START Raw data

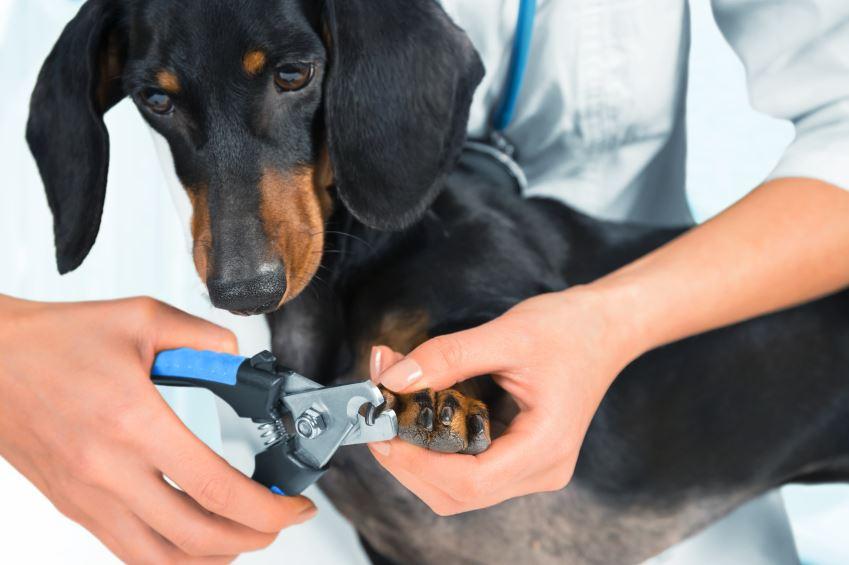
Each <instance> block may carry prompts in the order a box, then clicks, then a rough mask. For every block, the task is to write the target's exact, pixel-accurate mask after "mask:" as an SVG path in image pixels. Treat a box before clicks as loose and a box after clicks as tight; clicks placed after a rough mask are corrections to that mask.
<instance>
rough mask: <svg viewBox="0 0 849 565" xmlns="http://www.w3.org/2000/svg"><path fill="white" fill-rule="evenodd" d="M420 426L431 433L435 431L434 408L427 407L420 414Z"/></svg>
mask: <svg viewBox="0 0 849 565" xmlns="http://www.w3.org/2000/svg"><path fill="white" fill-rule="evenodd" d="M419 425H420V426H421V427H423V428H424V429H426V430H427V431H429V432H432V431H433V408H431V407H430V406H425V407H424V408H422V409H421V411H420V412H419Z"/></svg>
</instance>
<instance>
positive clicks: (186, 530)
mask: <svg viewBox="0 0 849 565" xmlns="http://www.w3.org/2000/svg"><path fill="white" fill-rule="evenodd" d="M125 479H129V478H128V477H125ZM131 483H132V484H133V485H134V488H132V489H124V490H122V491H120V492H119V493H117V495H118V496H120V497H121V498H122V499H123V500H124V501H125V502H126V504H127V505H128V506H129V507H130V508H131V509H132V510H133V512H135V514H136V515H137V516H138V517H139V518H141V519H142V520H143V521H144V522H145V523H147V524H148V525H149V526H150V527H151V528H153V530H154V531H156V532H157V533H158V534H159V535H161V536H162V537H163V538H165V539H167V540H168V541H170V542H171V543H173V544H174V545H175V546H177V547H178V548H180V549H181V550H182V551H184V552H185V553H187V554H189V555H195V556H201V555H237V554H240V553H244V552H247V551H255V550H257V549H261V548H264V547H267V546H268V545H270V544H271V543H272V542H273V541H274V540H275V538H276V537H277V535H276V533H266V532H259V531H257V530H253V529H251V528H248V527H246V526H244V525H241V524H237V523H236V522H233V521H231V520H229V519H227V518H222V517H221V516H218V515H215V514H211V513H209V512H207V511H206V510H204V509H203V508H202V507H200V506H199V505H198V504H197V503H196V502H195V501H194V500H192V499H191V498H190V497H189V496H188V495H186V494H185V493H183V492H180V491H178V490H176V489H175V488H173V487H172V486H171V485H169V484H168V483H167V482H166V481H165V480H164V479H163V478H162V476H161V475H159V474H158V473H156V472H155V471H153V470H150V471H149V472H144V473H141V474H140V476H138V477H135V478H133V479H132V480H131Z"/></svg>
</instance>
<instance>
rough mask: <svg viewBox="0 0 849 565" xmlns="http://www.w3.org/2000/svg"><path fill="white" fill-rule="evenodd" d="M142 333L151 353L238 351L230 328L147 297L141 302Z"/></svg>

END Raw data
START Raw data

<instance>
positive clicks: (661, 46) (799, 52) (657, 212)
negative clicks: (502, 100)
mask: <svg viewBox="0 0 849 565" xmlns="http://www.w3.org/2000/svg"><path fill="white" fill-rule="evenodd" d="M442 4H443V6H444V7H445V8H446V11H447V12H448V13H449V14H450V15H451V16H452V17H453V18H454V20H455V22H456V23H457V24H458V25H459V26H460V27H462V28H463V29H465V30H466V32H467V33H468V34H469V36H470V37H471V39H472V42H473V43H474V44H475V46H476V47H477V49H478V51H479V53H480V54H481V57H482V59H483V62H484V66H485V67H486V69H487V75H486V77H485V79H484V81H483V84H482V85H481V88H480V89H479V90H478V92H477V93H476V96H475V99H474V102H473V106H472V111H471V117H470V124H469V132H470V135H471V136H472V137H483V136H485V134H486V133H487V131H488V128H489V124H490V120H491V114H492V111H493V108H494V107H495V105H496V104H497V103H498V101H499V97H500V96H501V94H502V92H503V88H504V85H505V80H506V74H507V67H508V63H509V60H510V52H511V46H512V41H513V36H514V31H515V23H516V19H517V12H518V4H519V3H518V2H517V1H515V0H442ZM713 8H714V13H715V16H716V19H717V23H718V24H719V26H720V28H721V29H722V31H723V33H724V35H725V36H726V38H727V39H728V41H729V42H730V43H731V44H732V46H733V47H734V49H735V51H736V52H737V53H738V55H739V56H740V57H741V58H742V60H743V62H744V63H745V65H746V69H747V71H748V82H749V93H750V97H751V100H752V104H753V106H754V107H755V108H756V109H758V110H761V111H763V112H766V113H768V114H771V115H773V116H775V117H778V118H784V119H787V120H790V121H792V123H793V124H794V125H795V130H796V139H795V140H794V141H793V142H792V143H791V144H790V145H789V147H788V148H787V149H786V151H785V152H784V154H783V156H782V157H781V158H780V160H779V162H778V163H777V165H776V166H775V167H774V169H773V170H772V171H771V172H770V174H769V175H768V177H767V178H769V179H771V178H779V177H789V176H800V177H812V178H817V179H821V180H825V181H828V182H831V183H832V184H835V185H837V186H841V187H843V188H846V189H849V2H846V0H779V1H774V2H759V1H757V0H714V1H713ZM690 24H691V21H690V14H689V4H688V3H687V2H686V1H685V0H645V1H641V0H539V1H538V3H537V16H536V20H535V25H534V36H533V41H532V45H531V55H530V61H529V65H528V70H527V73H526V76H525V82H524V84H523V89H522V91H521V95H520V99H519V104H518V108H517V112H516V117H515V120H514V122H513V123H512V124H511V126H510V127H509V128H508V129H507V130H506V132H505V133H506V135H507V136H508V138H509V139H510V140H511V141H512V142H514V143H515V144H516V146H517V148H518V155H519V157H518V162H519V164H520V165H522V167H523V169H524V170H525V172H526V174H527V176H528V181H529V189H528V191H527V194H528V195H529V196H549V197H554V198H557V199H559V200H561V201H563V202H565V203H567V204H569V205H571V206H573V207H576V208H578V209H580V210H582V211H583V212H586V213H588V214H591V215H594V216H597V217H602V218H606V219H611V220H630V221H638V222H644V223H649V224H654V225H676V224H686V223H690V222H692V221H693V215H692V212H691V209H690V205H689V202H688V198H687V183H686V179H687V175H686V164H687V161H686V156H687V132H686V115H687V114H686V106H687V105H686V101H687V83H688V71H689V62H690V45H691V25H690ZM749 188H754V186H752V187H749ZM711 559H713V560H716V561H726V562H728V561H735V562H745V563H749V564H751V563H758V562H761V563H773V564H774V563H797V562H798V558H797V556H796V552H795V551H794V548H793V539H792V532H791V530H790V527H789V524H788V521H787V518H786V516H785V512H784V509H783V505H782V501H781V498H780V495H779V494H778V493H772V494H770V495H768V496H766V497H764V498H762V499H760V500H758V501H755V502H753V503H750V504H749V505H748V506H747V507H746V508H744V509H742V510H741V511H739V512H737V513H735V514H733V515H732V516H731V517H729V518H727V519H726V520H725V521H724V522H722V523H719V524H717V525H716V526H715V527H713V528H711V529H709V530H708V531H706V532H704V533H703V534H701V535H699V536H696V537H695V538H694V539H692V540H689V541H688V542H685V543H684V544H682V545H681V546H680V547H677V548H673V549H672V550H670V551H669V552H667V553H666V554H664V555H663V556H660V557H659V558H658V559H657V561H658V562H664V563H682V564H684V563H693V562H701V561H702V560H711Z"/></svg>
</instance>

END Raw data

**Try it**
Reproduce every line of the data above that contains the string "positive".

**Written solution**
positive clicks: (186, 530)
positive clicks: (661, 46) (799, 52) (657, 212)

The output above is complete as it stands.